[Do this] Pick out and copy each line of the material below that contains the word "white".

>> begin Data listing

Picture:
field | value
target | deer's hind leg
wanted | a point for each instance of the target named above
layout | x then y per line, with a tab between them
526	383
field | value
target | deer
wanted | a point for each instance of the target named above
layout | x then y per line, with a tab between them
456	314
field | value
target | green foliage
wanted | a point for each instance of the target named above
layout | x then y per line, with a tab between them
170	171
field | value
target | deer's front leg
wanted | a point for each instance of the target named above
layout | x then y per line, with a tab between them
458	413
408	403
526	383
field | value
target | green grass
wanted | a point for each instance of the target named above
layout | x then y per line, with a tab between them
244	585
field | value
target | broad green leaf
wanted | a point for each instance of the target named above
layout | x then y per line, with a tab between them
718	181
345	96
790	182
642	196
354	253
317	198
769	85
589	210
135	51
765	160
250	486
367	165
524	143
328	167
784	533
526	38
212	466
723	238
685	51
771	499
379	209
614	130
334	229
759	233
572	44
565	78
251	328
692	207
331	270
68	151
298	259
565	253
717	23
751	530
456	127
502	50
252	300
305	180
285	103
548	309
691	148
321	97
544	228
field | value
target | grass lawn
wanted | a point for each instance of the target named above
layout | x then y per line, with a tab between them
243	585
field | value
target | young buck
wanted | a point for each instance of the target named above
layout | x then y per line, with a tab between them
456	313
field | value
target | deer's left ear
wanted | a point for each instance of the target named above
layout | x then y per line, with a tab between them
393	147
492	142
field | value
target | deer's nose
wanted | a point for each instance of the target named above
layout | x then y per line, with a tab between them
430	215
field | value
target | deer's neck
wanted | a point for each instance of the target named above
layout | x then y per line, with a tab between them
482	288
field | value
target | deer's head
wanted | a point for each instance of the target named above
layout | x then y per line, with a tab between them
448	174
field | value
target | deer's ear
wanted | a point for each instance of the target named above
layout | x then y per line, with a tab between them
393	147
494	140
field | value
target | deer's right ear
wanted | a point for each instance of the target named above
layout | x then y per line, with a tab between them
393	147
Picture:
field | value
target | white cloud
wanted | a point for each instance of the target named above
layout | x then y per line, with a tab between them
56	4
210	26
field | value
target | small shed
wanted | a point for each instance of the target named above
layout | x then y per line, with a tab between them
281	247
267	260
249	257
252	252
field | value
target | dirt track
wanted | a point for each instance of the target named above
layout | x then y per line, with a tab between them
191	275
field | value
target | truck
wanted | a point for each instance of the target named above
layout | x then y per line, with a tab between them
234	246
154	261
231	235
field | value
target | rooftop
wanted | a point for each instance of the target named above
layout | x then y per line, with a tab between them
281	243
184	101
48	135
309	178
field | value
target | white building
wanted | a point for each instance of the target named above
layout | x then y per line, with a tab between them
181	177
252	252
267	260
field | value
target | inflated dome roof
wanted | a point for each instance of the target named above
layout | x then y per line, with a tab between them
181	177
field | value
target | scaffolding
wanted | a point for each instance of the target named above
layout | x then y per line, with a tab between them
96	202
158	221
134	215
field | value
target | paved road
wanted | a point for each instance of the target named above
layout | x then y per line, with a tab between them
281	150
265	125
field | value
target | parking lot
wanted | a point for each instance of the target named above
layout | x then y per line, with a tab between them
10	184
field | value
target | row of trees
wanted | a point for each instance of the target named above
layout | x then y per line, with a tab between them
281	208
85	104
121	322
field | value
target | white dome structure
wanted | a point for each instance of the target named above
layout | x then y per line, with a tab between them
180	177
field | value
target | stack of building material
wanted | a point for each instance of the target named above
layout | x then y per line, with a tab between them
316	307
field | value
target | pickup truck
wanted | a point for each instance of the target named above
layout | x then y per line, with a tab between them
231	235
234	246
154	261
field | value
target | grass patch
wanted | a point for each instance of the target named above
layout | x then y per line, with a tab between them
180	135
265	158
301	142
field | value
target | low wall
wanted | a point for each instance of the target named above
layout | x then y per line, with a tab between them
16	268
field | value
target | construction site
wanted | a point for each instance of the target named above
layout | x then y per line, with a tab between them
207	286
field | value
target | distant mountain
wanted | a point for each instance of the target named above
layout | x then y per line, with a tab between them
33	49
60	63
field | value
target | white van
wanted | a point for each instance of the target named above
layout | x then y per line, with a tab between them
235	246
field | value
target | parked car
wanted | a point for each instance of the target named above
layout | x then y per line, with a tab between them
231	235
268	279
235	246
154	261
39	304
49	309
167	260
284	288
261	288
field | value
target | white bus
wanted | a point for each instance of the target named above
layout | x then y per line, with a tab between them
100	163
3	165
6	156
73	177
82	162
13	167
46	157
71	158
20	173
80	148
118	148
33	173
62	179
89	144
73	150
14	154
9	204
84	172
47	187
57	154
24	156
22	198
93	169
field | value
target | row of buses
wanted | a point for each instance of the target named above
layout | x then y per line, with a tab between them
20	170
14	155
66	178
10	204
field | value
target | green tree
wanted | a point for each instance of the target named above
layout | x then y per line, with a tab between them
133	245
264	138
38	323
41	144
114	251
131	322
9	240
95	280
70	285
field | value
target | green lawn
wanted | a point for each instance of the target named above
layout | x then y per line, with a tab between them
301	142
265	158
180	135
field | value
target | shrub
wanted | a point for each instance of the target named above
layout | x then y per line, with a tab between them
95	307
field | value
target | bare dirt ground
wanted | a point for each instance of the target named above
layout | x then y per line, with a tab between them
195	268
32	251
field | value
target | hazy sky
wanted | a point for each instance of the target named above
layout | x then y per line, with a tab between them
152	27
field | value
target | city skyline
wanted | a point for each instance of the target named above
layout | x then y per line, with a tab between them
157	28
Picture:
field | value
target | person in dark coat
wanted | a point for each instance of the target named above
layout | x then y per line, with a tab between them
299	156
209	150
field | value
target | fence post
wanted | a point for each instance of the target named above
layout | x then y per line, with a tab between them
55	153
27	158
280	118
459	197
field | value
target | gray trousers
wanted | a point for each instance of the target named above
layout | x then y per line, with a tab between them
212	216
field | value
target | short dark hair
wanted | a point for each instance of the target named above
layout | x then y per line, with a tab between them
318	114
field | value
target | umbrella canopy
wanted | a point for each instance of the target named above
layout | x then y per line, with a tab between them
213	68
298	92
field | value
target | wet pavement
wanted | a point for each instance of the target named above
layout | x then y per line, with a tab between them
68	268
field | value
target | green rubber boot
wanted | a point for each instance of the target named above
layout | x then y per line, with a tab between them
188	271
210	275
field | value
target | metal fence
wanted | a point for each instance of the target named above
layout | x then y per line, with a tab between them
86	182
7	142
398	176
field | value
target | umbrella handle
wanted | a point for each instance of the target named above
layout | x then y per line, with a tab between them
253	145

>> end Data listing
>> begin Data listing

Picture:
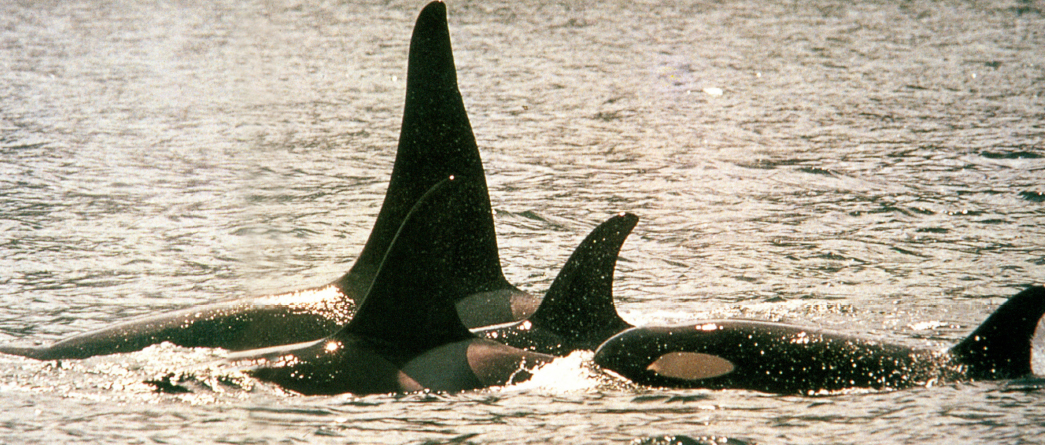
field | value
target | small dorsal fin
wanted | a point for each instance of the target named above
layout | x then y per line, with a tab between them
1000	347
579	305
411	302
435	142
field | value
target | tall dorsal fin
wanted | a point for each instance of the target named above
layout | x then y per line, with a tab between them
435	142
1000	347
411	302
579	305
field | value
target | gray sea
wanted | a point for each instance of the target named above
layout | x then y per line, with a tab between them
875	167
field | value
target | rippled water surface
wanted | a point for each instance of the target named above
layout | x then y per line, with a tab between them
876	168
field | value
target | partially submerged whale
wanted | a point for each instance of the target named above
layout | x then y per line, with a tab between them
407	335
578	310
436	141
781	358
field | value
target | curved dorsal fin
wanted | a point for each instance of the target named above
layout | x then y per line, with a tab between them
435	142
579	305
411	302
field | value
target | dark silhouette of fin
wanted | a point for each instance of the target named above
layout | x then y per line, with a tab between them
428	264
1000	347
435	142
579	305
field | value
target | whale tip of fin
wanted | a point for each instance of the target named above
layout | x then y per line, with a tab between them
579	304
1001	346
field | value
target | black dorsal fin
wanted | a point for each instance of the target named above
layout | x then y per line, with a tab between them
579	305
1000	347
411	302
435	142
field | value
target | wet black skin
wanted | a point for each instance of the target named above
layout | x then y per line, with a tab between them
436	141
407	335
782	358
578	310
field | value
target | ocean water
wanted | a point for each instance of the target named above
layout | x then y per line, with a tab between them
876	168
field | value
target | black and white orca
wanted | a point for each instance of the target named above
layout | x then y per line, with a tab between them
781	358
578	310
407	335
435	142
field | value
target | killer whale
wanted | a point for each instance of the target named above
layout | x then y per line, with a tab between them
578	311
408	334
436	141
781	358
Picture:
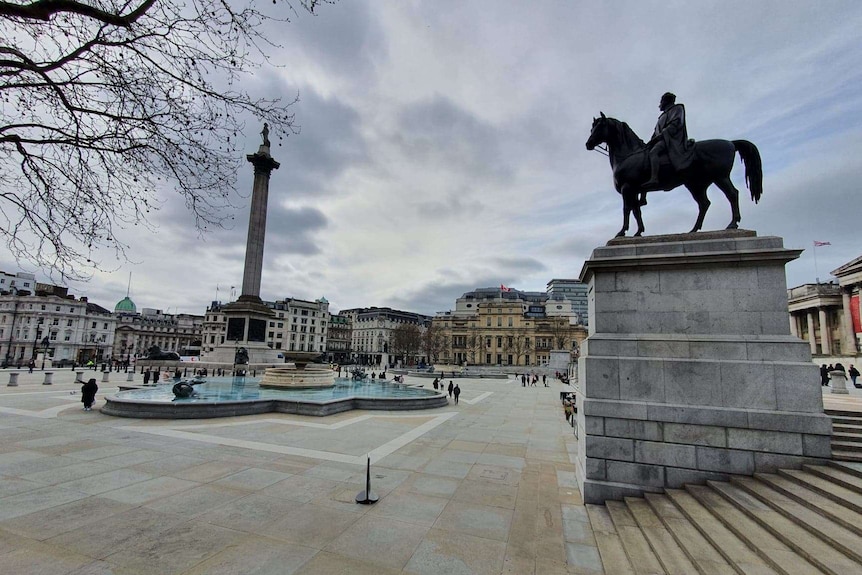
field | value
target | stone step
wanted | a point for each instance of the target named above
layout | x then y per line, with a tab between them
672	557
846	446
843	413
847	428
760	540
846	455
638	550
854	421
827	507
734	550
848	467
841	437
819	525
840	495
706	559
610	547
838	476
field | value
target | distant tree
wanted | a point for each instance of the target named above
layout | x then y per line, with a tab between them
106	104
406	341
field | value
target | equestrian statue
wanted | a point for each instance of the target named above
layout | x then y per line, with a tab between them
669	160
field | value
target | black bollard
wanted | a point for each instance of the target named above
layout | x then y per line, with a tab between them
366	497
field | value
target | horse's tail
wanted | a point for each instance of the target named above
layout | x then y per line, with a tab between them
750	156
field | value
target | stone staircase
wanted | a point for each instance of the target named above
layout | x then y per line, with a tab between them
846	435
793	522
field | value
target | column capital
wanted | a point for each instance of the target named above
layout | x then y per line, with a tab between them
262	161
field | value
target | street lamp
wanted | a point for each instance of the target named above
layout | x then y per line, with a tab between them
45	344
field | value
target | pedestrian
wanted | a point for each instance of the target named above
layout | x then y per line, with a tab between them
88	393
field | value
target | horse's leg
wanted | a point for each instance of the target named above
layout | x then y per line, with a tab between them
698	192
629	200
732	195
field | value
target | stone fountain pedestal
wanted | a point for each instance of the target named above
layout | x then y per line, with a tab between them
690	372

>> end Data listing

[Task response]
target | white cloud
target | white building
target | white dome structure
target | white van
target | white bus
target | black and white orca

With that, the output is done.